Al-Andalus, un país fortificado (primera parte)

La historia de al-Andalus se ha construido, entre otras cosas, gracias al estudio de las muchas fortalezas que se erigieron en su territorio. La arqueología se ha dedicado con intensidad a su materialidad, pero a su comprensión global y a vislumbrar lo que esas fortificaciones nos revelan de la sociedad andalusí nos podemos acercar a través de otros cauces. Sus relaciones con el poder, sus ritmos de construcción, las formas que adquirieron, etc., son mensajes que podemos captar observando sus piedras y releyendo las fuentes textuales.


J. Santiago Palacios Ontalva
Universidad Autónoma de Madrid


Fortaleza califal de Gormaz. Wikimedia Commons.

Aunque no siempre se ha planteado en toda su posible complejidad y profundidad, el estudio de la arquitectura militar medieval constituye un campo de trabajo cuyo análisis puede ampliar considerablemente nuestro conocimiento de las formaciones sociales responsables de su construcción. Castillos, murallas, torres y fortalezas de diversas tipologías son elocuentes testimonios del desarrollo tecnológico, arquitectónico o artístico del tiempo que los alumbró. Pero, si sabemos interpretarlos correctamente, veremos también que sus significados y funciones se multiplican. Son, en sí mismos, fuentes de información significativas en torno a las sociedades que los emplearon. Son, igualmente, reflejo de los poderes que respaldaron su erección, testimonios de sus mecanismos de expresión, de su capacidad financiera o de control territorial. Nos ofrecen, en definitiva, datos añadidos en torno al grado de militarización de las entidades políticas responsables de su construcción, así como acerca de la organización del poblamiento que ayudaron a cristalizar, de los recursos que explotaron y de las fronteras que defendieron.

» **Información proporcionada**
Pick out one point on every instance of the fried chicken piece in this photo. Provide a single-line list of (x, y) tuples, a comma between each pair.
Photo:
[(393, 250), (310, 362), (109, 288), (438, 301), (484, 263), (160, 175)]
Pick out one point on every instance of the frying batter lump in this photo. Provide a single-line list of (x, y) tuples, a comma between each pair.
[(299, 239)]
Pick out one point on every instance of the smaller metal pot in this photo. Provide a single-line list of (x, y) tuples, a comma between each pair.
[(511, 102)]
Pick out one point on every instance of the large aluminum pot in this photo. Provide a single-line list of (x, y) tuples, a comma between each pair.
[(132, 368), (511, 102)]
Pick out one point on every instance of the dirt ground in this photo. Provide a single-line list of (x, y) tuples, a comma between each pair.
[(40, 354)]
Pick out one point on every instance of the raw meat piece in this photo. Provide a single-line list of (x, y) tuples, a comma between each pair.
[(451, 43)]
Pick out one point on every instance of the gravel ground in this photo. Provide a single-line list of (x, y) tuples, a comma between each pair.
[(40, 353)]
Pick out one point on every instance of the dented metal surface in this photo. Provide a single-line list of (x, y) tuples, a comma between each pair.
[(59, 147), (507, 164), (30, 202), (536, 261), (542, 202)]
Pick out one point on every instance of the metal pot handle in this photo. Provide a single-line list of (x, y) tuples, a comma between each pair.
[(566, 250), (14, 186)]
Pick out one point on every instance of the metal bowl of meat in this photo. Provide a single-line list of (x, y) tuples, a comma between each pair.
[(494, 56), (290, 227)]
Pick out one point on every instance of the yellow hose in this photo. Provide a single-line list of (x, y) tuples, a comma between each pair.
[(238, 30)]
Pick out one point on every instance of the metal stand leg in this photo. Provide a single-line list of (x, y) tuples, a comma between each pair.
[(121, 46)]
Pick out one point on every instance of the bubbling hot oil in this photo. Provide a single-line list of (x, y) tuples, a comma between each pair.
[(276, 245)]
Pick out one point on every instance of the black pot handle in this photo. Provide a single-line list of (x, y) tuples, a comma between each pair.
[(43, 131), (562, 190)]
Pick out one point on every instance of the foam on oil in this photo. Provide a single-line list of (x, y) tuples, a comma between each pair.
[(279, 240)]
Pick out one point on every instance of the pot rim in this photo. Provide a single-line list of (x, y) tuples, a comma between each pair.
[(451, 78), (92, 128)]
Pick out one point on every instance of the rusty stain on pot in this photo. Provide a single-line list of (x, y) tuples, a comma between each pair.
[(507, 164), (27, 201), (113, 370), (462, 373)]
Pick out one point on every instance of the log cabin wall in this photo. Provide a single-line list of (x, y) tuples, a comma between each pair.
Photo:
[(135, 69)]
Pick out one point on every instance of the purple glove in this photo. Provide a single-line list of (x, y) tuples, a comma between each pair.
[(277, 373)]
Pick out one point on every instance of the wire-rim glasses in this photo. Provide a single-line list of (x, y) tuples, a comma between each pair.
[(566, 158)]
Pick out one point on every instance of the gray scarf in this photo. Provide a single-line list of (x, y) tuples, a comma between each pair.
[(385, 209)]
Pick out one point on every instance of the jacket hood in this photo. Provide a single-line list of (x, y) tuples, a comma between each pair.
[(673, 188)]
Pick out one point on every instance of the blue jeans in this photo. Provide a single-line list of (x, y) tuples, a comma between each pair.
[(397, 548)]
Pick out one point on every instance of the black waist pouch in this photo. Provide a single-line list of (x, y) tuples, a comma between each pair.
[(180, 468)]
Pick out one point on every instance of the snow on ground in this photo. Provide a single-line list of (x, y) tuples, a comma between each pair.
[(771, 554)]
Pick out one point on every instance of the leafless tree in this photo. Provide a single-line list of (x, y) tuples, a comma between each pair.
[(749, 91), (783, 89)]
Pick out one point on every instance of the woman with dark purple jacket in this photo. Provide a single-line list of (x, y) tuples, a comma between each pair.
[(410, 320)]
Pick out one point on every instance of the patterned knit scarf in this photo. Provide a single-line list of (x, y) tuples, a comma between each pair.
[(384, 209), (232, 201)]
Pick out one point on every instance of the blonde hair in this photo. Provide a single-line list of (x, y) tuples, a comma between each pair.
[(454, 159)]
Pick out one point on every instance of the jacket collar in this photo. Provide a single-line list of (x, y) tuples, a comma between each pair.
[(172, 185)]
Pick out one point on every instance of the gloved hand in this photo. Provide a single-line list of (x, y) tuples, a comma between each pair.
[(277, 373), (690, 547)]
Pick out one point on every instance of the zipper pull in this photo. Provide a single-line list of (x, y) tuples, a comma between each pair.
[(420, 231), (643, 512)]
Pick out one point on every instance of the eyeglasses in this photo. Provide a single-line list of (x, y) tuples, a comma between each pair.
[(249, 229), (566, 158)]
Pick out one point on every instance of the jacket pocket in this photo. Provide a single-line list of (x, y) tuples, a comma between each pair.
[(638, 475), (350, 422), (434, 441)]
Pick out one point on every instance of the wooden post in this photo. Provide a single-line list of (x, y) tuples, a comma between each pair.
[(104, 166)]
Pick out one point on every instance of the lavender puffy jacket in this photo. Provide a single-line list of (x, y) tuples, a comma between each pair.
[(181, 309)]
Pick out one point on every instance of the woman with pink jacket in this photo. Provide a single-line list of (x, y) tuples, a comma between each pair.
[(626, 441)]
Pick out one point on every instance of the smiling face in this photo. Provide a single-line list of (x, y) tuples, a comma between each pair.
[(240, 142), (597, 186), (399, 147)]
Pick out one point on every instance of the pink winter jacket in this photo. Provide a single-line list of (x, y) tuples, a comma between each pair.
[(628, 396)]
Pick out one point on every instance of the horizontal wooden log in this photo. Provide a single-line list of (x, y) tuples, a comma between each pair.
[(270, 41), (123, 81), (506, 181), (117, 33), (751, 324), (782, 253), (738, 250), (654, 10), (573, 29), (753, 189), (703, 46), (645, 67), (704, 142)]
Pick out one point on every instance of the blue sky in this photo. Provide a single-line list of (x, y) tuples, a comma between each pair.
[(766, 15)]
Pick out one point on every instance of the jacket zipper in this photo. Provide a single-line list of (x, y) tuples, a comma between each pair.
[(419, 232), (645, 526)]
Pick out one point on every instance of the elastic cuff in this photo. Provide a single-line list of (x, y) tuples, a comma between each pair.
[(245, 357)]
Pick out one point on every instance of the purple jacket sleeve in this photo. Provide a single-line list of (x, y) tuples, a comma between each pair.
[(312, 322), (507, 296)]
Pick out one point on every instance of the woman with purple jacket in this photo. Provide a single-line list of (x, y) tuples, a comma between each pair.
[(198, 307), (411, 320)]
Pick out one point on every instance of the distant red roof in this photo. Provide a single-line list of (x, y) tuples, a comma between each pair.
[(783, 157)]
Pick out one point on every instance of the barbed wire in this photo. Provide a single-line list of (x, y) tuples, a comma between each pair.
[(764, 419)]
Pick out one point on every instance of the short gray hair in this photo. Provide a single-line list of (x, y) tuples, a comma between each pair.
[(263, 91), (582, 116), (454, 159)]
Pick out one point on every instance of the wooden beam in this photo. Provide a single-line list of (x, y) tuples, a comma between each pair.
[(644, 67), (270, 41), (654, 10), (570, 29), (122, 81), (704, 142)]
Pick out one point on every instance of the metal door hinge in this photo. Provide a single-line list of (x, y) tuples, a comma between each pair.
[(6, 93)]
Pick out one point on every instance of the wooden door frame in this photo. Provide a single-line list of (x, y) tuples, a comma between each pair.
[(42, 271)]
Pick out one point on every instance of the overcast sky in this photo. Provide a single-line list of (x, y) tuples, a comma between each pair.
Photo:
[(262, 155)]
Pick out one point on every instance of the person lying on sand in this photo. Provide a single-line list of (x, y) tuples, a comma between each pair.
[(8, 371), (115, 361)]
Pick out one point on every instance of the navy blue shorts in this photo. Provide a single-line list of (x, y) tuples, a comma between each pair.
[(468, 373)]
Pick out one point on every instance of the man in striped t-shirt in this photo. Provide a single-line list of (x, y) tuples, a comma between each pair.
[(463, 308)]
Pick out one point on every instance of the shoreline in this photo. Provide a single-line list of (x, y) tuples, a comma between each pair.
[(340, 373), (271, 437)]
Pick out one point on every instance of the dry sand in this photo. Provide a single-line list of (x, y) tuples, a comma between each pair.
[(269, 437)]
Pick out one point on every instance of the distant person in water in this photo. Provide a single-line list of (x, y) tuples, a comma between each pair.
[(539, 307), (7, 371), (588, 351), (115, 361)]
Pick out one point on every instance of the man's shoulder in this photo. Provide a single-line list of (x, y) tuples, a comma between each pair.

» **Requisitos**
Prosigue el texto sobre las fortalezas de al-Andalus a partir de su última frase. Los registros no intervienen en esto.

» **Respuesta**
Las fortificaciones andalusíes han sido objeto de interés privilegiado por medievalistas y arqueólogos desde hace décadas, lo que ha ayudado, no solo a caracterizar con cierta precisión su morfología y evolución diacrónica, sino a conocer mejor la realidad histórica de al-Andalus en su conjunto. Los análisis del territorio y de la estructura de su población se han apoyado en ese componente castral. La realidad fronteriza se ha explicado asimismo contando con el referente de la arquitectura militar. E incluso el intenso debate sobre la “formación social islámica” andalusí generada a partir de fuerzas en tensión de carácter tribal, estatal, feudal, etc., ha sostenido parte de sus argumentos teniendo en cuenta el expediente material formado por castillos y fortalezas, que dichos poderes levantaron. Veamos, en esta breve contribución, de qué modos diversos las fortificaciones andalusíes nos hablan de la historia de al-Andalus.

La fortificación de al-Andalus, una cuestión de “estado”

Entre las misiones que los gobernantes omeyas andalusíes tenían encomendadas estaba la defensa de su territorio, su país, y, por extensión, del islam (dār al-islam). Ello implicaba la protección de sus súbditos a través de la construcción de fortalezas que les sirvieran de refugio en caso de peligro, de modo que los soberanos canalizaron muchos recursos y energías para cumplir con una misión consustancial a los cargos que ocupaban. En un territorio fronterizo como fue al-Andalus, las murallas y castillos eran un bien público cuya materialidad era inmutable y estaba blindada, según la escuela mālikí

Alcazaba de Almería. Wikimedia commons.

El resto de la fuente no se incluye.